**CONSIGNES DE TÂCHE**. Reprenez le passage du texte sur les terres rares qui s'ouvre sur les mots contenant « Les nouvelles restrictions » et se termine par « de nouvelle génération. », en y remplaçant « minéraux rares » par « métaux critiques ».

**TEXTE À LIRE**.
>>
Les contrôles chinois sur les exportations de terres rares menacent les chaînes d'approvisionnement des entreprises en matériel IT. (Crédit Kevnmh - CC BY-SA 4.0)
Les nouvelles restrictions chinoises à l'exportation de minéraux rares risquent d'augmenter les coûts du matériel et de retarder le déploiement des infrastructures de nouvelle génération.
La Chine a annoncé des contrôles immédiats sur les exportations de sept autres terres rares essentielles à la fabrication de matériel IT d'entreprise. C'est une nouvelle salve dans la guerre commerciale qui sévit actuellement dans le secteur des technologies. La décision pourrait avoir un impact significatif sur les géants de la technologie, notamment Dell Technologies, HP, Apple et IBM, ainsi que sur les leaders du secteur des semi-conducteurs, comme Intel, Samsung et TSMC. Les contrôles décidés par le Conseil des affaires de l'État de la République populaire de Chine imposent des licences d'exportation pour le samarium, le gadolinium, le terbium, le dysprosium, le lutécium, le scandium et l'yttrium, ainsi que pour leurs alliages, leurs oxydes et leurs composés. Ces matériaux sont des composants essentiels des systèmes de stockage des centres de données, des équipements de réseau et des semi-conducteurs.
<<
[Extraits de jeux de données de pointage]
>>
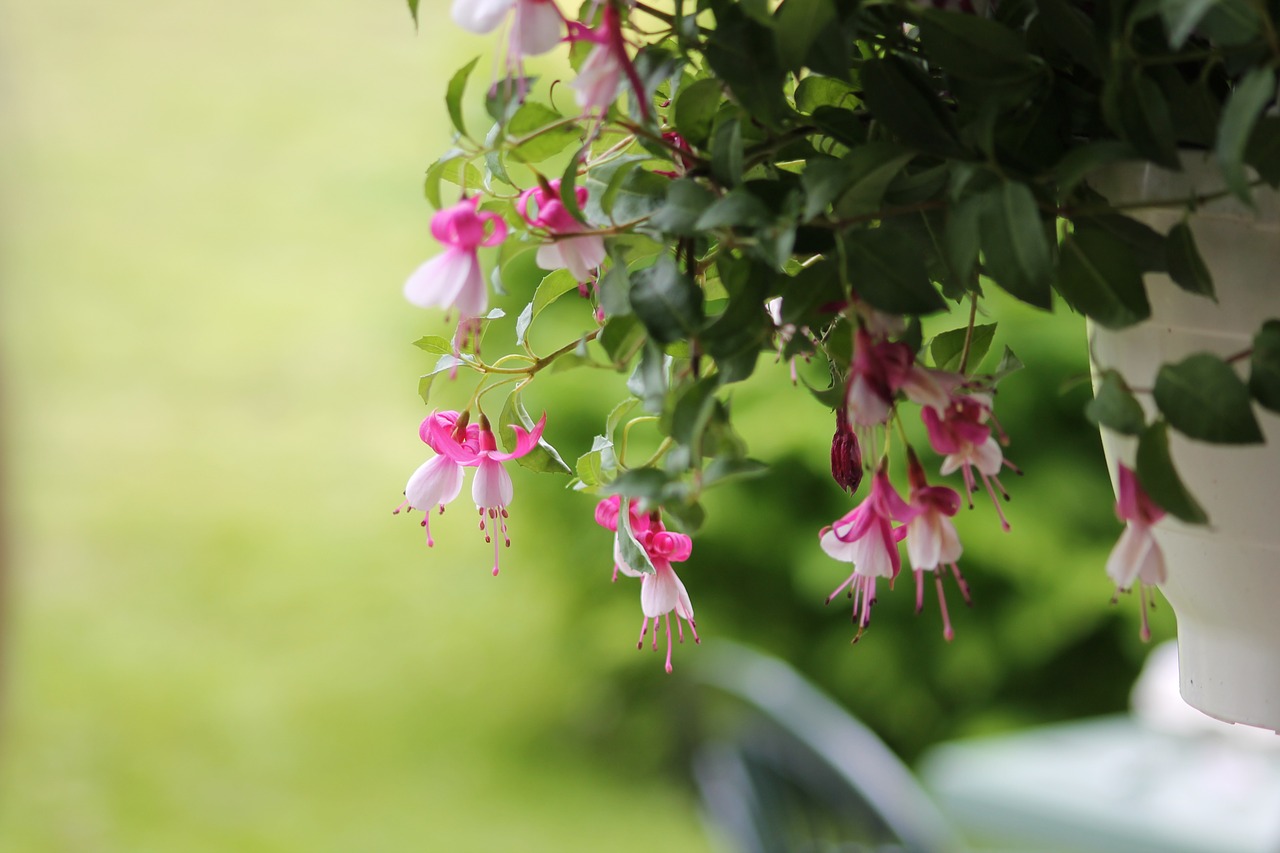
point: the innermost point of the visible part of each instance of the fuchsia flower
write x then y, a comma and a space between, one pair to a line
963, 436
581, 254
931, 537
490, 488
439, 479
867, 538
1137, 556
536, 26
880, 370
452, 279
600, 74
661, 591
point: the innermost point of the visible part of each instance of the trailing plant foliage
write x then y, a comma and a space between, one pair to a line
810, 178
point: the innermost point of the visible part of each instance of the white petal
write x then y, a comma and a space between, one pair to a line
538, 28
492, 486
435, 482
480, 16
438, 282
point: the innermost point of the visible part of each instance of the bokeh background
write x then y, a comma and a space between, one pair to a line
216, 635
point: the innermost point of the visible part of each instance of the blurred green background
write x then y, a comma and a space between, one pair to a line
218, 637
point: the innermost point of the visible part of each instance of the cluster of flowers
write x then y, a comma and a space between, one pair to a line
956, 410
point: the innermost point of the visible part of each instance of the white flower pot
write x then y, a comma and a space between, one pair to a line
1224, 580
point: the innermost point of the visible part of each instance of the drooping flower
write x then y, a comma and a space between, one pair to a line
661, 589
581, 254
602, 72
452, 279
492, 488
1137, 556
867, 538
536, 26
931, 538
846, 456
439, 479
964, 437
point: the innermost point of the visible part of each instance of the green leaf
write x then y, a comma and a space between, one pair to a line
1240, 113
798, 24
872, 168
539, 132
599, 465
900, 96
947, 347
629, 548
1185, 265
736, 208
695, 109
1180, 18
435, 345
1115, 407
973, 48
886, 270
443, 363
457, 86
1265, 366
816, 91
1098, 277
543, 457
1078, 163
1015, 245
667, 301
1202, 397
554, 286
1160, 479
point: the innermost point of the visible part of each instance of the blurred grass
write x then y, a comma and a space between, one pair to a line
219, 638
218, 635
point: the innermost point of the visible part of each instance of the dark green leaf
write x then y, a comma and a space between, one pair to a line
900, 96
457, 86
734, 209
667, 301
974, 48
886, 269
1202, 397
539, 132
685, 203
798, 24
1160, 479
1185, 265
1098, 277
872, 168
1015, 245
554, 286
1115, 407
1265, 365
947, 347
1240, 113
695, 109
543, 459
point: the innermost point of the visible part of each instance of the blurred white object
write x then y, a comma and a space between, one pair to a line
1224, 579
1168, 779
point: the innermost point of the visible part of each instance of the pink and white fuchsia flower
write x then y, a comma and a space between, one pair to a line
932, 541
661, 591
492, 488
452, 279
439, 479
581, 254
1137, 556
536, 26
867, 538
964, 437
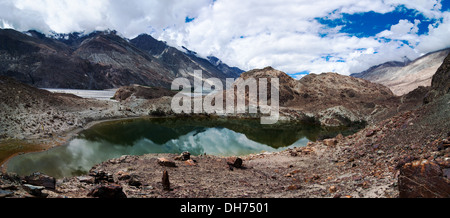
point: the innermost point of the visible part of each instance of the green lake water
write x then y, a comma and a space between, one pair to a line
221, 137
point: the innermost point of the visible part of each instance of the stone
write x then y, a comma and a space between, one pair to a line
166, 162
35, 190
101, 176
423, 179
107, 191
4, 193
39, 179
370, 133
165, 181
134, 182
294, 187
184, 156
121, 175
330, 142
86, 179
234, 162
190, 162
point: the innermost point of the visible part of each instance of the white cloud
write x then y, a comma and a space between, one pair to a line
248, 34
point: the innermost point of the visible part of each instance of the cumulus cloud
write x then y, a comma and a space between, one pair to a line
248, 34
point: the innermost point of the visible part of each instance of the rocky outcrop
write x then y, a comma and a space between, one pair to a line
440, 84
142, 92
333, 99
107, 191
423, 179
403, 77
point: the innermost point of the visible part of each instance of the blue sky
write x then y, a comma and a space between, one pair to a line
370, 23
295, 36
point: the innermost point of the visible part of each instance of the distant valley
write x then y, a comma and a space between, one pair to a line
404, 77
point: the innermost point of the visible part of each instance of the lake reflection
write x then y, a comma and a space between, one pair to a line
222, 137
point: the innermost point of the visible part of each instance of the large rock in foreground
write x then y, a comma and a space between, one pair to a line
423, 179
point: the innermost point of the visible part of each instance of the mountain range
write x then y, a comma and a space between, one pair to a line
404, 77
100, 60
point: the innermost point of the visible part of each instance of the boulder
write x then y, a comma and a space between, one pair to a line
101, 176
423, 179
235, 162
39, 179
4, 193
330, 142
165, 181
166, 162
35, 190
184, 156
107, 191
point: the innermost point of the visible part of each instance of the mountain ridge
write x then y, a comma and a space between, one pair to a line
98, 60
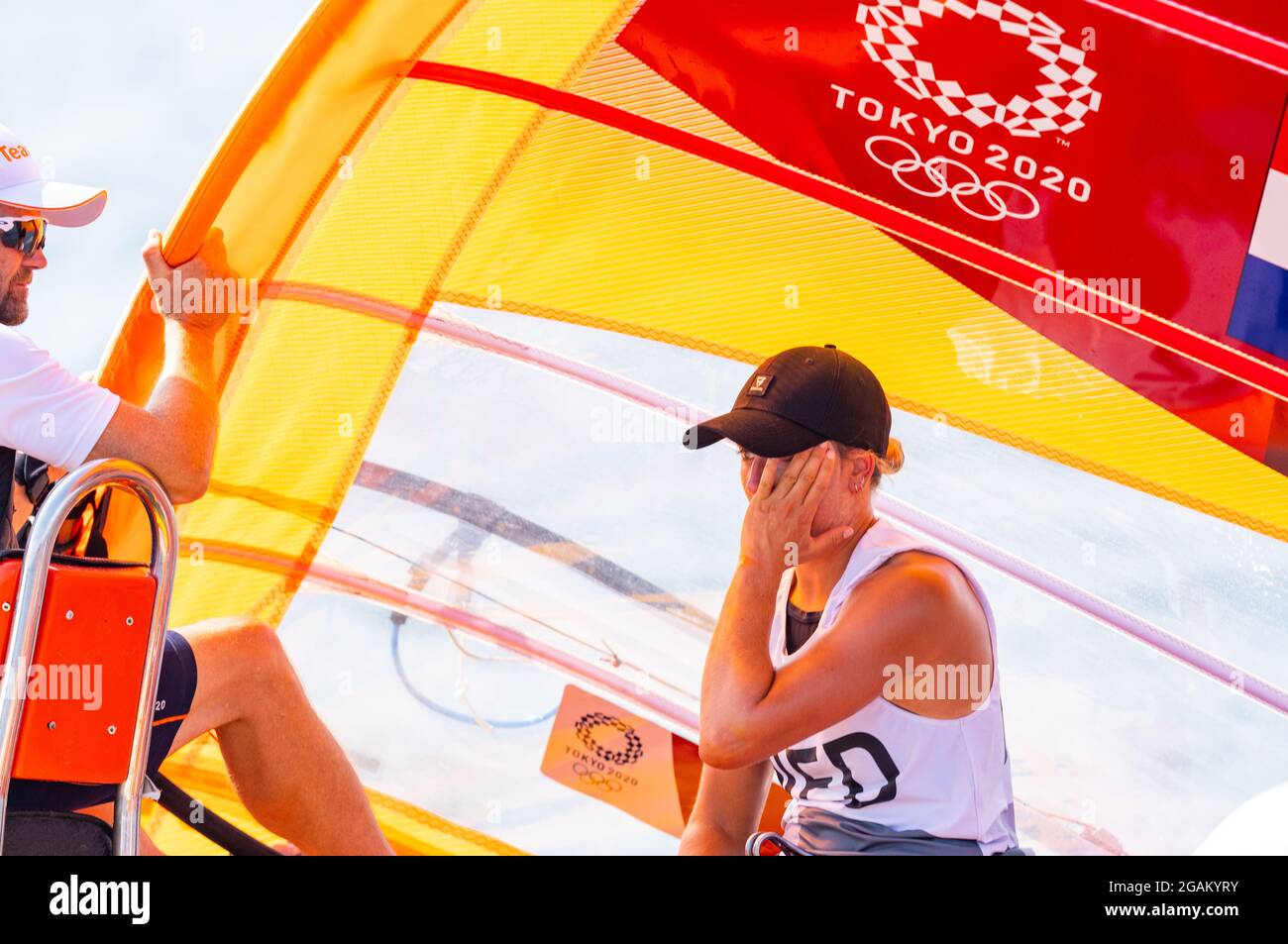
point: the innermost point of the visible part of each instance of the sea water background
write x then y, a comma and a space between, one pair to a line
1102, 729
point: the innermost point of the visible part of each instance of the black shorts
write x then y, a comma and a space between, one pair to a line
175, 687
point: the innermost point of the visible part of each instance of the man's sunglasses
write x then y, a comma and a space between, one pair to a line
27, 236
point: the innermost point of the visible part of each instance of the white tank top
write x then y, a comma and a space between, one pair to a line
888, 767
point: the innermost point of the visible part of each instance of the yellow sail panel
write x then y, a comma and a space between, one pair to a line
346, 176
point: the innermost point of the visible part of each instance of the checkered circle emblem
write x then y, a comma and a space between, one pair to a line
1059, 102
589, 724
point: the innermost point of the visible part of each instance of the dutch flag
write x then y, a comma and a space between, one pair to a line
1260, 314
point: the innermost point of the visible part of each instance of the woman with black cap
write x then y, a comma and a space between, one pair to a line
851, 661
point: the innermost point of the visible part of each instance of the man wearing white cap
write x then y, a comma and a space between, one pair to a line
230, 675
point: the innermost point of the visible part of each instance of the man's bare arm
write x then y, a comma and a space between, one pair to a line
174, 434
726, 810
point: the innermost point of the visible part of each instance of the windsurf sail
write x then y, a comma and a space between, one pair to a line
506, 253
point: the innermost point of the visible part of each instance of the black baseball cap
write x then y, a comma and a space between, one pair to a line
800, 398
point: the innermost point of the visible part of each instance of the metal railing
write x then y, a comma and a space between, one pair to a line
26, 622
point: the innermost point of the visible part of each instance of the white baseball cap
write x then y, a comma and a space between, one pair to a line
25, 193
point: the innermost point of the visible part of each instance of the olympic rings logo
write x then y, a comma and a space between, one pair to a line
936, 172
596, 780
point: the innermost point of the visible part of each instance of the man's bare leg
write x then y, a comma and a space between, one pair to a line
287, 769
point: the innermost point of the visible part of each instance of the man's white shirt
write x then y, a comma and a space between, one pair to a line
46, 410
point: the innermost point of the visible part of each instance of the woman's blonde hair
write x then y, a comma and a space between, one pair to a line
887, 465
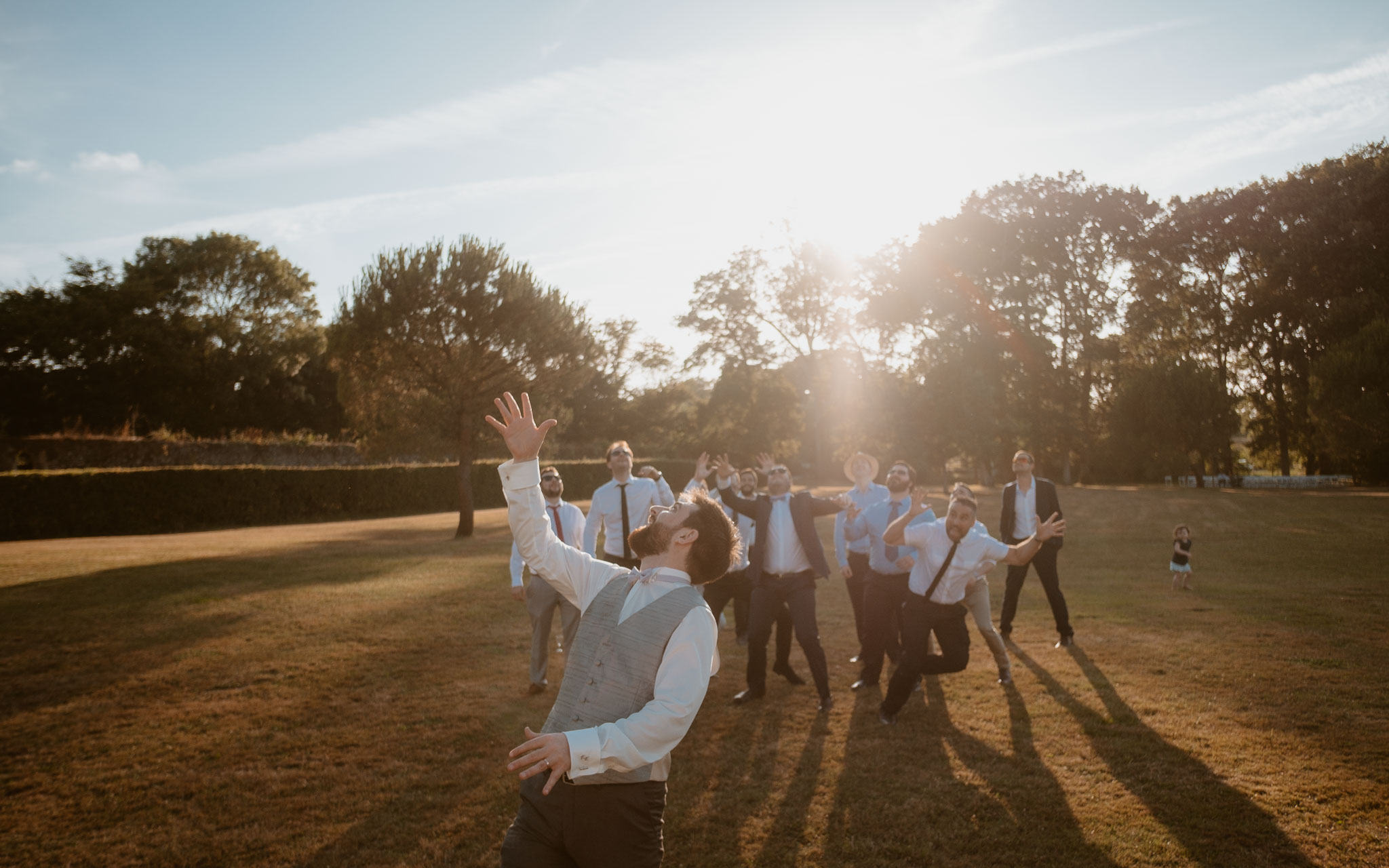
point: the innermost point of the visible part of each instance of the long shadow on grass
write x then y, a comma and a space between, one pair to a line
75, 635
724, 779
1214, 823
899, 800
<<
**RÉPONSE COMPLÈTE**.
Les nouvelles restrictions chinoises à l'exportation de métaux critiques risquent d'augmenter les coûts du matériel et de retarder le déploiement des infrastructures de nouvelle génération.